## Excerpted passage:
────────────────

The exercise prominently featured the Moudge class frigate IRIS Sabalan and the missile launching vessel IRIS Ganaveh. These surface combatants executed live fire operations involving Iran’s indigenous Nasir and Qadir anti ship cruise missiles. The Qadir is a medium range sea skimming missile believed to have a strike envelope of up to 300 kilometers, designed for precision attacks against large surface vessels with improved radar evasion characteristics. The Nasir provides a shorter range option of approximately 90 kilometers but with high maneuverability and rapid response capability, allowing layered engagements in littoral and open sea environments. Both missile types were successfully employed against simulated maritime targets with coordinated support from coastal batteries, highlighting Iran’s ability to integrate sea based and land based assets into a single strike architecture.

────────────────

Position annotation records:

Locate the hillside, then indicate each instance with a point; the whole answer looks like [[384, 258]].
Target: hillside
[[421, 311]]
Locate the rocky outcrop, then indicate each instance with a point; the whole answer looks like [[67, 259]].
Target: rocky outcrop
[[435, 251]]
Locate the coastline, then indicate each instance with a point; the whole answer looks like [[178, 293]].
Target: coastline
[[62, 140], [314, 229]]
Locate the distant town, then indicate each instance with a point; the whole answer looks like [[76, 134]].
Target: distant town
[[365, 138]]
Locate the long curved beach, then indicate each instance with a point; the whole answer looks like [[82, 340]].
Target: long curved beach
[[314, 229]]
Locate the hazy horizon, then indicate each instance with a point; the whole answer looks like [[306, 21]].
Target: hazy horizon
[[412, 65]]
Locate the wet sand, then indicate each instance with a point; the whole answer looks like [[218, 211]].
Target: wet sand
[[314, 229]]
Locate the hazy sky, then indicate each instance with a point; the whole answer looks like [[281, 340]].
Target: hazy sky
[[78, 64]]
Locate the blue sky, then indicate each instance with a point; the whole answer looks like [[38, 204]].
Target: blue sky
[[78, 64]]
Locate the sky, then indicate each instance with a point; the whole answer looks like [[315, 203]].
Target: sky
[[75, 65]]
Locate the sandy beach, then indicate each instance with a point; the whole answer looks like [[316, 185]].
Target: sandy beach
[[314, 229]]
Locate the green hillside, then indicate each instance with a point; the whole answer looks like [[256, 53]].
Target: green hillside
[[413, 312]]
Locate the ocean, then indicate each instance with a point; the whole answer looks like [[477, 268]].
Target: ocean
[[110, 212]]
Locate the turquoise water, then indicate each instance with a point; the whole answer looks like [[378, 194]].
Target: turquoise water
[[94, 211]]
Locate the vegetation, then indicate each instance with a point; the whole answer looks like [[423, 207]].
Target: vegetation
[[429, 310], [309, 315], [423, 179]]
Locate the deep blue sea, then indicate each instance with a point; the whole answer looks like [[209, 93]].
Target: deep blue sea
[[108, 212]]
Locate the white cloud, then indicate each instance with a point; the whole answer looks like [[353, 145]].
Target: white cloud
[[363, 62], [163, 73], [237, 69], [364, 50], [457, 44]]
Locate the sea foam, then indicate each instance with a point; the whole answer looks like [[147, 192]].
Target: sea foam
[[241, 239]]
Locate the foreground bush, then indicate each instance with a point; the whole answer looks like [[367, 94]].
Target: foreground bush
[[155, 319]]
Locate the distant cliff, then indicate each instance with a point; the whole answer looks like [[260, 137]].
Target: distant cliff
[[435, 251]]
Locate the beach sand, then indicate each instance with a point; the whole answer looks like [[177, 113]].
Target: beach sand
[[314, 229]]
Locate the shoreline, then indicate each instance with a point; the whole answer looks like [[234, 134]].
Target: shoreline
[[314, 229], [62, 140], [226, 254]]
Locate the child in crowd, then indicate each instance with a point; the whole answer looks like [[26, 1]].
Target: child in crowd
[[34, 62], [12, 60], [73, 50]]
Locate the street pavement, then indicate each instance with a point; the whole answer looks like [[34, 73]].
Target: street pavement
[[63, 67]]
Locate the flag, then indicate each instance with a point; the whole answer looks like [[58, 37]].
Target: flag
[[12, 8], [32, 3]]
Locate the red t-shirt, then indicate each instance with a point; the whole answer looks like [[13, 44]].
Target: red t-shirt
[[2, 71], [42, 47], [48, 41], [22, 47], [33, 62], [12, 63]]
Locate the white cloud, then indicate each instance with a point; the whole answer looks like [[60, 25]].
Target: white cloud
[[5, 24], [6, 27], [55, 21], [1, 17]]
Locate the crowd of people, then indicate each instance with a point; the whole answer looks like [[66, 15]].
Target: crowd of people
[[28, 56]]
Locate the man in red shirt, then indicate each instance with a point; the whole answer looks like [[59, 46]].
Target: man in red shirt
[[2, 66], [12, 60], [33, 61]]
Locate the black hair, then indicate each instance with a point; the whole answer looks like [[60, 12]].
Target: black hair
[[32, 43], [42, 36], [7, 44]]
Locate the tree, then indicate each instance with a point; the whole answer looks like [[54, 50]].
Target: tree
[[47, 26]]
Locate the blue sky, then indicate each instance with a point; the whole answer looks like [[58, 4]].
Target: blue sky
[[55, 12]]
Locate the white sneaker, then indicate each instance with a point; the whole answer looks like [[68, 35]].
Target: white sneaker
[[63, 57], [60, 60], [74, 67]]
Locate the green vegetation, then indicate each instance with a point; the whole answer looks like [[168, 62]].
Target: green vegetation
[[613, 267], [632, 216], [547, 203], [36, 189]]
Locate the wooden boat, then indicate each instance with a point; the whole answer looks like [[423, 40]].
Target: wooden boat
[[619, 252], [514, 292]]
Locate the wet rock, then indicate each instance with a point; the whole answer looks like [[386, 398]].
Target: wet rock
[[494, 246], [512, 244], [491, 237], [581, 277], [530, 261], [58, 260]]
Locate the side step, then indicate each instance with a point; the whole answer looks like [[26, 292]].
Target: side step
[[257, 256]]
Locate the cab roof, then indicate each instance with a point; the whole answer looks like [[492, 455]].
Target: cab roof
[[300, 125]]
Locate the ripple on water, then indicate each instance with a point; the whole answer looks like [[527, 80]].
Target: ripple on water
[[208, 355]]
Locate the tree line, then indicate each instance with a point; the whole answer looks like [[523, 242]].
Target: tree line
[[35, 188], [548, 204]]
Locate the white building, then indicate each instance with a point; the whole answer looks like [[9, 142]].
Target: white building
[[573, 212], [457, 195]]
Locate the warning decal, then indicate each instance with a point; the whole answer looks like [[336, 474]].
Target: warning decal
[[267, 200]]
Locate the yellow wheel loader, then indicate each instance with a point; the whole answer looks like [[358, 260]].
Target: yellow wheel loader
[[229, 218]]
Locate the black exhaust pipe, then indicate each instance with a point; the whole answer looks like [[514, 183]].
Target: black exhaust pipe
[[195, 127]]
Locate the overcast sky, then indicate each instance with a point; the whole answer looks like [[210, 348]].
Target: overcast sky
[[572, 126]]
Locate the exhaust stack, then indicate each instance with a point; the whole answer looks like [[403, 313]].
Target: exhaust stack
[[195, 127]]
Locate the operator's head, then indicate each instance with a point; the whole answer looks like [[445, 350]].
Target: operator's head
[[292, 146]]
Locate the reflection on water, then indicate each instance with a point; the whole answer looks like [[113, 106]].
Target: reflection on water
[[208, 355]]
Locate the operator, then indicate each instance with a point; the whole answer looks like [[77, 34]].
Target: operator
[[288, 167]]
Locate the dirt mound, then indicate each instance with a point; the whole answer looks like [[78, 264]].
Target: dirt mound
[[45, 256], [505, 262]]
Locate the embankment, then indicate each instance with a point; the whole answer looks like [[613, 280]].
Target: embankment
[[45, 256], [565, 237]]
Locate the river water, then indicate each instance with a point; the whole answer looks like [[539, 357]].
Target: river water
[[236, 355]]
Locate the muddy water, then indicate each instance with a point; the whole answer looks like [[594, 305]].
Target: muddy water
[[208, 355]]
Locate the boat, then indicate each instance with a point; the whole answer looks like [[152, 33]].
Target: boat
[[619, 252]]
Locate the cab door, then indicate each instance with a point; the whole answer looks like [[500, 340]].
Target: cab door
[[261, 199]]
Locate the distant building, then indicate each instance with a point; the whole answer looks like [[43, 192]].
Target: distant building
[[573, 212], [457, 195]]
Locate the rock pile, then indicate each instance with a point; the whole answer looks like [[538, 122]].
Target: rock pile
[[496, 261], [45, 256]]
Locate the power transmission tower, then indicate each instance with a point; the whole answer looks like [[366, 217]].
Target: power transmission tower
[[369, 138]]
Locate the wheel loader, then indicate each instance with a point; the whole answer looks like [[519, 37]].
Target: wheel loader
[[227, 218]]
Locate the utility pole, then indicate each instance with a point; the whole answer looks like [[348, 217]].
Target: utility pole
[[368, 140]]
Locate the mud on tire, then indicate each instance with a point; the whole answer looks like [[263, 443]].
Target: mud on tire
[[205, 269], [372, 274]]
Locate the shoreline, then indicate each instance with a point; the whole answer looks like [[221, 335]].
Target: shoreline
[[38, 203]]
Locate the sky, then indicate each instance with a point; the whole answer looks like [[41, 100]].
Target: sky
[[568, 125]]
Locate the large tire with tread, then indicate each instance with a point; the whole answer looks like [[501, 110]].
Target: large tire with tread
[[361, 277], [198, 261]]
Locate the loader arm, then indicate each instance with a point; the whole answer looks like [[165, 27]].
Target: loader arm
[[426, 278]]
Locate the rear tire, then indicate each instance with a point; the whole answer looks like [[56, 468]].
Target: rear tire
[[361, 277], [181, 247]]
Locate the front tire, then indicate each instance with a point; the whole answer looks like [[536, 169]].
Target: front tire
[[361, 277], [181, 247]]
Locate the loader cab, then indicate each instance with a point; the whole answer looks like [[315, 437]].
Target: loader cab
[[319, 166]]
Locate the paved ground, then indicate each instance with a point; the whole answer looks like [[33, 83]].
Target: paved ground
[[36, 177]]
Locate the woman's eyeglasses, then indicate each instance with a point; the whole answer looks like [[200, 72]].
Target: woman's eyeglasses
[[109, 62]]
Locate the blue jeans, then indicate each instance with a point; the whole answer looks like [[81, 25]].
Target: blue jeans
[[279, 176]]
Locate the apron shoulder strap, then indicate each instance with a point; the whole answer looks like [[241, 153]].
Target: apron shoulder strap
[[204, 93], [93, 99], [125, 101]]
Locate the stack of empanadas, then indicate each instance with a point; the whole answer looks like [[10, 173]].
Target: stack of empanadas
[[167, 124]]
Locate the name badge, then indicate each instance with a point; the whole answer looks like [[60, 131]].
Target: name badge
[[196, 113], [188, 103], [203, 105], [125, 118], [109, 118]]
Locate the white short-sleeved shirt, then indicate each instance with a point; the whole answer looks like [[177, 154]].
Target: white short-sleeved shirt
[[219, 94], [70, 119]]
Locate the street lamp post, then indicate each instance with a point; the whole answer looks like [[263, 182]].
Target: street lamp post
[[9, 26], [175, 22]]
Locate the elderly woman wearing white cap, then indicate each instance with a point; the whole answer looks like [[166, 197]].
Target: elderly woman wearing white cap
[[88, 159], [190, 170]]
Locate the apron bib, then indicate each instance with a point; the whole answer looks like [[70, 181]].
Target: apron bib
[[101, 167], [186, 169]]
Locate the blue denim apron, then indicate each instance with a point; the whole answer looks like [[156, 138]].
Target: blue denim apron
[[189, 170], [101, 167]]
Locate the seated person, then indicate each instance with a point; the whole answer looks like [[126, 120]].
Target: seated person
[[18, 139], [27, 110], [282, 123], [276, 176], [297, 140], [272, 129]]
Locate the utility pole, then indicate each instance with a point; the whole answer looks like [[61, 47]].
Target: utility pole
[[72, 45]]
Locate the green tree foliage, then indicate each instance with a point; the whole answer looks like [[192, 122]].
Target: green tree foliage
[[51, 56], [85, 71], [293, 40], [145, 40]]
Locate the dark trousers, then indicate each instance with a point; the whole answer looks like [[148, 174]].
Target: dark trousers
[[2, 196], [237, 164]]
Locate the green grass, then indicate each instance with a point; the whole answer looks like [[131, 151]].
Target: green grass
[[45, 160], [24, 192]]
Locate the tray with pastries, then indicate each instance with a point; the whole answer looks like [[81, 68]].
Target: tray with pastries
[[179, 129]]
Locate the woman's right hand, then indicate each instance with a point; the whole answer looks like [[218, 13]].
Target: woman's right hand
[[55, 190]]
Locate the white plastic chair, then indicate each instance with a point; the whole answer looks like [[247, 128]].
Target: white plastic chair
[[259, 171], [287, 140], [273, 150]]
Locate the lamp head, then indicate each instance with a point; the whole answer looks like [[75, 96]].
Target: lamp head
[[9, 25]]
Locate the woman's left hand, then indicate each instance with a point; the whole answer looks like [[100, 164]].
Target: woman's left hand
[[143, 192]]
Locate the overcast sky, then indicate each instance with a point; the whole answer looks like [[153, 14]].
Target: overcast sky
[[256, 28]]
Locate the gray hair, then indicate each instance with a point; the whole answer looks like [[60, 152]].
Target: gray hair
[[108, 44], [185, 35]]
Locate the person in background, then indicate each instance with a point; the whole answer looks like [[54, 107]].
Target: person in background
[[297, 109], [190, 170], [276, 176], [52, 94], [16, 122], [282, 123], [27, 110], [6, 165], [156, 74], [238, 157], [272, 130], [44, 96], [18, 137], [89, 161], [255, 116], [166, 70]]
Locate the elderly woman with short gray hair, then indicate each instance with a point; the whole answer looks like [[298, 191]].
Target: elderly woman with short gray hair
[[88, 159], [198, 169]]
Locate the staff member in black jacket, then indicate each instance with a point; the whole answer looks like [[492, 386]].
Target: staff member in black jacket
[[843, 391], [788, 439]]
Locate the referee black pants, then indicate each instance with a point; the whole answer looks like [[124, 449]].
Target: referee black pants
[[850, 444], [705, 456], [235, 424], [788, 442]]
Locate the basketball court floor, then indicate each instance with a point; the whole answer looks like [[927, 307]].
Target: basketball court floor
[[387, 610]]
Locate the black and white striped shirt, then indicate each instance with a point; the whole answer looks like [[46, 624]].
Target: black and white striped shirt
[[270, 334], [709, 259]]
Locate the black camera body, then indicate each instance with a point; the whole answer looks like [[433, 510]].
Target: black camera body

────────────────

## Problem set:
1. Reproduce the passage on the naval exercise, beginning at the words "The exercise prominently" and stopping after "single strike architecture.".
2. According to the passage on the naval exercise, why did the live fire show Iran's ability to integrate sea-based and land-based assets into a single strike architecture? Answer in one to three sentences.
3. Go on with the passage on the naval exercise, starting after its last sentence.

## Results:
1.
The exercise prominently featured the Moudge class frigate IRIS Sabalan and the missile launching vessel IRIS Ganaveh. These surface combatants executed live fire operations involving Iran’s indigenous Nasir and Qadir anti ship cruise missiles. The Qadir is a medium range sea skimming missile believed to have a strike envelope of up to 300 kilometers, designed for precision attacks against large surface vessels with improved radar evasion characteristics. The Nasir provides a shorter range option of approximately 90 kilometers but with high maneuverability and rapid response capability, allowing layered engagements in littoral and open sea environments. Both missile types were successfully employed against simulated maritime targets with coordinated support from coastal batteries, highlighting Iran’s ability to integrate sea based and land based assets into a single strike architecture.

2. Both the Nasir and Qadir missiles were successfully used against simulated maritime targets. Coastal batteries gave coordinated support, so ship-launched and land-based fire worked together in one strike.

3.
Rear Admiral Shahram Irani, Commander of the Iranian Navy, declared that the main objective of Sustainable Power 1404 was to validate operational readiness under combat conditions. The exercise integrated electronic warfare countermeasures, UAV reconnaissance patrols, anti submarine tracking, and cyber electronic disruption missions. Naval units maneuvered across a broad corridor stretching from the Strait of Hormuz to the deeper waters of the Indian Ocean, underscoring Iran’s effort to extend its naval operations beyond littoral zones into a broader blue water posture.

Among the participating vessels, there is the IRIS Sabalan, a Moudge class frigate, displaces around 1,500 tons and is fitted with a 76 mm main gun, torpedo tubes, surface to air missile systems, and launchers for domestically developed cruise missiles. Its radar suite and fire control systems have been upgraded in recent years to allow integration with unmanned platforms and coastal missile batteries. The IRIS Ganaveh is a missile armed fast attack vessel designed for saturation tactics, carrying multiple launch canisters for Nasir and Qadir missiles, offering Iran a flexible rapid strike capability in contested waters.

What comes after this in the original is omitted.